- Exercício A
Atualize os registos desde a linha com "Please segment every instance of the white" até ao fim dos registos, inclusive. Substitua "white mane" por "gray mane" e mantenha todo o resto igual.

Página  >  Edições  >  N.º 119  >  Onde está a mancha?

Onde está a mancha?

Não nos acontece nada de animador. Corre-nos tudo mal. Não temos sorte nenhuma. O país está uma lástima. A economia não cresce. As receitas fiscais diminuem. O Governo arreia no povo a torto e a direito. Os nossos Governantes enervam-se. O povo, de tristeza, esmorece. Andamos todos abatidos.
Nem o desastre do navio «Prestige» quis nada connosco. Mal se soube do desastre do petroleiro, os nossos governantes e jornalistas, alvoroçaram-se. Finalmente parecia vir aí um acontecimento capaz de promover actos heróicos, brilho político, apoio popular e subida das audiências nos órgãos de comunicação social. Mas o navio pifou longe da nossa costa. Apesar da maldade dos espanhóis, a maré negra foi dar à costa na Galiza.

- Exercício B
Copie do artigo, por favor, o excerto desde "Nem o desastre" até "costa na Galiza.", inclusive, sem qualquer alteração.

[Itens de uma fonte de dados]
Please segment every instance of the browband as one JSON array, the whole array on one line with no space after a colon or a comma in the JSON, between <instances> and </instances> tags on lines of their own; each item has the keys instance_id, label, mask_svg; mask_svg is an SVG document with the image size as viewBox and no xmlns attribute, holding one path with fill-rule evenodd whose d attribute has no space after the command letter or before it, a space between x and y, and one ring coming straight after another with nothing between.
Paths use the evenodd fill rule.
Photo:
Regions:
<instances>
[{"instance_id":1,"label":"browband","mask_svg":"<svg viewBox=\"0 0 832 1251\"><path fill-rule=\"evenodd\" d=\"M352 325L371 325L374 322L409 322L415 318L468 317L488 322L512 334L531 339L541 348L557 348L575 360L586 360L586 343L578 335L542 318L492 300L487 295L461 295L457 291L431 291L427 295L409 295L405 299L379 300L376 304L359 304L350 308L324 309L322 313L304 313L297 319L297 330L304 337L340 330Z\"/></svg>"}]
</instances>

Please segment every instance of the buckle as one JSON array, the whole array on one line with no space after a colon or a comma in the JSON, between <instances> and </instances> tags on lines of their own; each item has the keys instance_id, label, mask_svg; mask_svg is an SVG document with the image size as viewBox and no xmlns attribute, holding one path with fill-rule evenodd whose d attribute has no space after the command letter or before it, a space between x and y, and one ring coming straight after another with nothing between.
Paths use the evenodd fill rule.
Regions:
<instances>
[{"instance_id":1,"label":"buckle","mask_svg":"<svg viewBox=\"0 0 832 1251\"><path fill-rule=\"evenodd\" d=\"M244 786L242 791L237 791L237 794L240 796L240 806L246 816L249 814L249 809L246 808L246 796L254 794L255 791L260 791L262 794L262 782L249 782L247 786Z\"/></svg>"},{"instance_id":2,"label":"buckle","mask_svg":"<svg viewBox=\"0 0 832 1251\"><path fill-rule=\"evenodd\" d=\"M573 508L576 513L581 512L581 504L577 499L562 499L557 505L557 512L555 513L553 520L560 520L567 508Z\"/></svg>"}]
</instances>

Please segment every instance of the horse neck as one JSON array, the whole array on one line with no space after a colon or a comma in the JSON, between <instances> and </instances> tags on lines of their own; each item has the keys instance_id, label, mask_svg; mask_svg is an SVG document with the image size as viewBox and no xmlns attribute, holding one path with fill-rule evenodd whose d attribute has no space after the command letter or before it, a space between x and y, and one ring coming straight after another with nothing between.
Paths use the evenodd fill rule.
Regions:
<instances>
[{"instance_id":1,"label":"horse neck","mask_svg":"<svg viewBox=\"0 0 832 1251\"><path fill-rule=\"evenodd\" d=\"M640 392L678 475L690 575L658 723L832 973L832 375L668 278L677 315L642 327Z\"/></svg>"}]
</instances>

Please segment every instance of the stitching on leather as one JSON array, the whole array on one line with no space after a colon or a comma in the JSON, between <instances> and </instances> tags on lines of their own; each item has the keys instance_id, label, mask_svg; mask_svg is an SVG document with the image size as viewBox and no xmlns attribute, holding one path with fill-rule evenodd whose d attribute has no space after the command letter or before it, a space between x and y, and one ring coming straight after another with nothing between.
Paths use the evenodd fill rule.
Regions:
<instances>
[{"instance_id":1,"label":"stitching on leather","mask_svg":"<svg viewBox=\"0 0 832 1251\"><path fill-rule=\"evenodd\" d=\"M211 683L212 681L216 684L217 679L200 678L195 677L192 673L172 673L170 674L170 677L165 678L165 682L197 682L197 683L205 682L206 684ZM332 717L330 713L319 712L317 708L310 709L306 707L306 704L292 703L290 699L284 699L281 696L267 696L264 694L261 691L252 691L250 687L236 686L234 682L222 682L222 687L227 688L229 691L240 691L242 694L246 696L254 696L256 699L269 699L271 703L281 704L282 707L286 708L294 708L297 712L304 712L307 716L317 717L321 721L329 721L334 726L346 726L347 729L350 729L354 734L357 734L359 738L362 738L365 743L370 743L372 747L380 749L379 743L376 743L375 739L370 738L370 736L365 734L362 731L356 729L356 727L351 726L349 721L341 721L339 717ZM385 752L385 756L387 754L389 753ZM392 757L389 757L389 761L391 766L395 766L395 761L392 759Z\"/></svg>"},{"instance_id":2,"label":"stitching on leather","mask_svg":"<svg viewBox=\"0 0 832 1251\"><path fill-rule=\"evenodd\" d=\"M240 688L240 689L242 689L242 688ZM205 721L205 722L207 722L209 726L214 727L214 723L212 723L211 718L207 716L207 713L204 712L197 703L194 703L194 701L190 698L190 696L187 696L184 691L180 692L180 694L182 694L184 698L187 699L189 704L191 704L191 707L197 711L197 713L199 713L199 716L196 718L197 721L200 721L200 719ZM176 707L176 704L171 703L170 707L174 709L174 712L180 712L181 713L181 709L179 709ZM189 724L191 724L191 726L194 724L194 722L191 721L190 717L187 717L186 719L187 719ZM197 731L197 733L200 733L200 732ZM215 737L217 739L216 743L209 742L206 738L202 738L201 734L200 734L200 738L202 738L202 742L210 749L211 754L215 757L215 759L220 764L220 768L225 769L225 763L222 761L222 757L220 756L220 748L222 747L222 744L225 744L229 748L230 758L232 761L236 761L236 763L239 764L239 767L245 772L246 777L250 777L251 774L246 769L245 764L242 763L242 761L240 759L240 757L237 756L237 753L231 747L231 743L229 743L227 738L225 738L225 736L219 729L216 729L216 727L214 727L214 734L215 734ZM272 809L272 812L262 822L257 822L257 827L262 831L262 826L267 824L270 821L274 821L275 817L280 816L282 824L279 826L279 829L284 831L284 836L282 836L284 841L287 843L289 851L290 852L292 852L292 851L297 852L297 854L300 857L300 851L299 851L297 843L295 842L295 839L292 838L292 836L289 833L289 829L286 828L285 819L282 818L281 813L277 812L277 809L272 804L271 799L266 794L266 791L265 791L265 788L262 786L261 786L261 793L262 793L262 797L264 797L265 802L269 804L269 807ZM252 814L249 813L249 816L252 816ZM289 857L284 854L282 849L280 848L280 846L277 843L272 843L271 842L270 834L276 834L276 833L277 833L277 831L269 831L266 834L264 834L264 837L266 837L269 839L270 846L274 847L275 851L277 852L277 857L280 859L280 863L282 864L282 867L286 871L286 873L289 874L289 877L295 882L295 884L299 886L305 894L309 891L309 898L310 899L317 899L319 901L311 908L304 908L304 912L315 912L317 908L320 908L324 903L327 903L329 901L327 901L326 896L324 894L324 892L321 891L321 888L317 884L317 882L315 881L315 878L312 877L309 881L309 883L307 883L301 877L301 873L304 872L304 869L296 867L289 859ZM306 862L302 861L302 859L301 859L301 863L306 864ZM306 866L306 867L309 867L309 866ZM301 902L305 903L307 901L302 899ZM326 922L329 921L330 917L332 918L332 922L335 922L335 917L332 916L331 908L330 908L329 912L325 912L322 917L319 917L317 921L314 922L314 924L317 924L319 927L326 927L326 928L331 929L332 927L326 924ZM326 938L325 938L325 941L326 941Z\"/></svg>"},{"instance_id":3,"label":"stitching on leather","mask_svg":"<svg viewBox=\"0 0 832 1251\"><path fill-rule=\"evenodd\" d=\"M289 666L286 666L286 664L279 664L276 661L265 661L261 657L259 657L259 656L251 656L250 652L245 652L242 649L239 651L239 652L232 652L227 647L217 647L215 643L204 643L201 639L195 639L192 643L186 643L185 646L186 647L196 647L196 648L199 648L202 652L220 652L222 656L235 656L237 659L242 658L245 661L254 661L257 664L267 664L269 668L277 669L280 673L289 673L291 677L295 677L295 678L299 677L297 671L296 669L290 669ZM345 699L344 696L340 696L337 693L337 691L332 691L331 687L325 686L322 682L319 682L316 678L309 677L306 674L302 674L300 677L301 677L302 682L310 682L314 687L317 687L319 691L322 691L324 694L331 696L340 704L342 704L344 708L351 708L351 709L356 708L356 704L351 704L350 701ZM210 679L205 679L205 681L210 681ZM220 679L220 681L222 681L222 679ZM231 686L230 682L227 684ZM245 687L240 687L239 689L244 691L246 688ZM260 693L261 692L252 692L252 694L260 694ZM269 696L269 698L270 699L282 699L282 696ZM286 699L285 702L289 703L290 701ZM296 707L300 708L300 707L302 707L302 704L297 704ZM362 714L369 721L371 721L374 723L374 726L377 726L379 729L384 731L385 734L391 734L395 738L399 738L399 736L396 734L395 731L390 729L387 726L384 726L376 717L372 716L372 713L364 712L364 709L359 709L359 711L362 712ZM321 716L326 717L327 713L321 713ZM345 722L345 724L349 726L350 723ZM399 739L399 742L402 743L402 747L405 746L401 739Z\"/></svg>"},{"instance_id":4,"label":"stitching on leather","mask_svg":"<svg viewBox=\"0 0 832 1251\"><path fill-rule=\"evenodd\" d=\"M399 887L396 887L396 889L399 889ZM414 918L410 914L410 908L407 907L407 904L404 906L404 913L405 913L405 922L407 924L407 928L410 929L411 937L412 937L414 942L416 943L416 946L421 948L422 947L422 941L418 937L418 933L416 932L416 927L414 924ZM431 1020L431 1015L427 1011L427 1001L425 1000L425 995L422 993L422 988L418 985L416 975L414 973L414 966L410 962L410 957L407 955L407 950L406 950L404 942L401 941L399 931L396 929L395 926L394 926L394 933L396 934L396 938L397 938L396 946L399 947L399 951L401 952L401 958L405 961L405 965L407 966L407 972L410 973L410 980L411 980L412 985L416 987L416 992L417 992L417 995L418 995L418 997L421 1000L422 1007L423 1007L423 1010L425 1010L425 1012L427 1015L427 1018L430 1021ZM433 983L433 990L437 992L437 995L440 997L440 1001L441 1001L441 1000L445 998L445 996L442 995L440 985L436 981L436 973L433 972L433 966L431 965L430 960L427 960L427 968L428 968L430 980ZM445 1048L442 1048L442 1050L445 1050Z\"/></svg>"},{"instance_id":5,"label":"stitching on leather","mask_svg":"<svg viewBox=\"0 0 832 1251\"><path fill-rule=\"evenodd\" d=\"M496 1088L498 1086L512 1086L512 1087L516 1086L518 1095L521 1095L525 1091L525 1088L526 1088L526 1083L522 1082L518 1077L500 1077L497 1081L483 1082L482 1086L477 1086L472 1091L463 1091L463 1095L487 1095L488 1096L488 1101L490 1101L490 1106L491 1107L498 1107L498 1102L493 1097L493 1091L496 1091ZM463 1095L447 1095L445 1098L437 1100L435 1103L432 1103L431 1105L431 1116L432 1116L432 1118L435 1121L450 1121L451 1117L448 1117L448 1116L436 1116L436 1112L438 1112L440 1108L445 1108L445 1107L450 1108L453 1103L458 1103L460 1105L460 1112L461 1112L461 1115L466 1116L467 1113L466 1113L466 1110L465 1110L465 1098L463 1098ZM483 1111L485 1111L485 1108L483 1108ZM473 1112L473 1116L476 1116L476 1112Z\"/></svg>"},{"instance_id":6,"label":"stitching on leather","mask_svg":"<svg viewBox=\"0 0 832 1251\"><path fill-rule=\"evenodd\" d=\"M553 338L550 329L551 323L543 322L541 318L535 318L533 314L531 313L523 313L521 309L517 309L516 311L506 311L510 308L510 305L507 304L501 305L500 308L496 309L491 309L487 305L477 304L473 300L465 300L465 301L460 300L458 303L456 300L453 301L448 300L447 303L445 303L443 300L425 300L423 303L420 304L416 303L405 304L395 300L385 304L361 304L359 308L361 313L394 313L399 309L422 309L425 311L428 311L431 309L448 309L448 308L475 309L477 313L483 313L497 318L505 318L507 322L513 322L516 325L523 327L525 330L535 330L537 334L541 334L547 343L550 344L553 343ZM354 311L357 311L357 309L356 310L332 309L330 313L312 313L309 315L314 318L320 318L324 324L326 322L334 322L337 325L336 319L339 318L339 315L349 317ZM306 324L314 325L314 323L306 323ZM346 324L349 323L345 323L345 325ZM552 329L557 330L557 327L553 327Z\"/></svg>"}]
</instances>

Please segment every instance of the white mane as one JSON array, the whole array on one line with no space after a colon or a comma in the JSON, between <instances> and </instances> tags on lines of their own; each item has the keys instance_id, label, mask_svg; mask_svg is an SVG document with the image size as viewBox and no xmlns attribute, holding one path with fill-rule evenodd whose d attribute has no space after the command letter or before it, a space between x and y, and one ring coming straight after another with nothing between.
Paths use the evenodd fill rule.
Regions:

- Resposta completa A
Please segment every instance of the gray mane as one JSON array, the whole array on one line with no space after a colon or a comma in the JSON, between <instances> and </instances> tags on lines of their own; each item has the keys instance_id, label, mask_svg; mask_svg is an SVG document with the image size as viewBox and no xmlns attribute, holding one path with fill-rule evenodd whose d attribute has no space after the command letter or before it, a space between x and y, and one ring coming straight after another with nothing between.
Paths use the evenodd fill rule.
Regions:

- Resposta completa B
Nem o desastre do navio «Prestige» quis nada connosco. Mal se soube do desastre do petroleiro, os nossos governantes e jornalistas, alvoroçaram-se. Finalmente parecia vir aí um acontecimento capaz de promover actos heróicos, brilho político, apoio popular e subida das audiências nos órgãos de comunicação social. Mas o navio pifou longe da nossa costa. Apesar da maldade dos espanhóis, a maré negra foi dar à costa na Galiza.